Goals:
1) In the gluster mailing list post, reproduce the passage starting at "If you have" and ending at "the new drive?".
2) The gluster mailing list post gives sample brick paths that share the same underlying disk. List all of them.
##### Text excerpt
Best practices?

B.Candler at pobox.com (Brian Candler) · Tue, 24 Jan 2012 22:06:29 +0000

> "Larry Bates" <larry.bates at vitalesafe.com> wrote on 01/24/2012 08:34:03 AM:
> > I'll admit to not understanding your response and would really
> > appreciate a little more explanation.  I only have two servers
> > with 8 x 2TB each in AFR-DHT so far, but we are growing and will
> > continue to do so basically forever.

I'm interested in experience of people using this model as well, preferably
on larger systems.

How do you find gluster handles individual drive failures? Is it possible to
mark a single disk/brick as down without downing its replica?  Do you need
to keep spare drive slots in the chassis so that you can replace-brick <dud>
<new> onto another drive in the same chassis?  In fact, does replace-brick
<dud> <new> even work if <dud> has died?

If you have a whole bunch of bricks sharing the same underlying disk (e.g.
/disk1/foo, /disk1/bar, /disk1/baz), then presumably you need to remember to
replace-brick every one onto the new drive?

I found
http://gluster.org/community/documentation/index.php/Gluster_3.2:_Brick_Restoration_-_Replace_Crashed_Server
but this is about a whole server failing, not a single brick within one
server.  Clearly there is a glusterd uuid, but I'm not sure if each brick
also has a uuid.

Unfortunately I can't find any information about handling individual brick
failures in the General FAQ or the Technical FAQ either.  ISTM that if you
were relying on this as your sole method for handling drive failures, which
are bound to happen from time to time, you'd need to be well-drilled in
the procedure.

Many thanks,

Brian.
##########
##### Data
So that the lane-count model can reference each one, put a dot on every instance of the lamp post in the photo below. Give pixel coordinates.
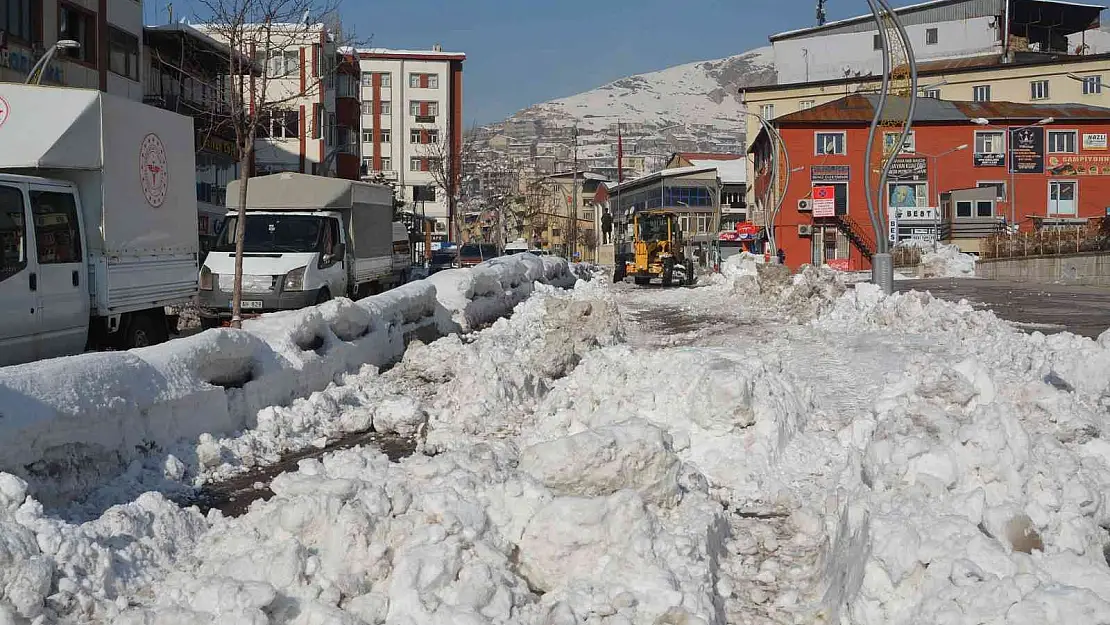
(34, 77)
(1009, 149)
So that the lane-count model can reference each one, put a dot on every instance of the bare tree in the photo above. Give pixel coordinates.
(280, 52)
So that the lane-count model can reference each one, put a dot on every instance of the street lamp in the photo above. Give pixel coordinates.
(34, 77)
(1009, 145)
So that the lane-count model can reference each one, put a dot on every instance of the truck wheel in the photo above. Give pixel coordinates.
(142, 331)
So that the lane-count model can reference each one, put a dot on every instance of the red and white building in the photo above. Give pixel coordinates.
(412, 114)
(967, 171)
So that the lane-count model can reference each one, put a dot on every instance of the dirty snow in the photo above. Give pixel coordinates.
(763, 449)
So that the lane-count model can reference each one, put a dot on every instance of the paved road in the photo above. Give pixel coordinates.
(1046, 308)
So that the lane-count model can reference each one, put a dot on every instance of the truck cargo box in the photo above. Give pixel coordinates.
(134, 167)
##########
The answers:
1)
If you have a whole bunch of bricks sharing the same underlying disk (e.g.
/disk1/foo, /disk1/bar, /disk1/baz), then presumably you need to remember to
replace-brick every one onto the new drive?

2)
/disk1/foo
/disk1/bar
/disk1/baz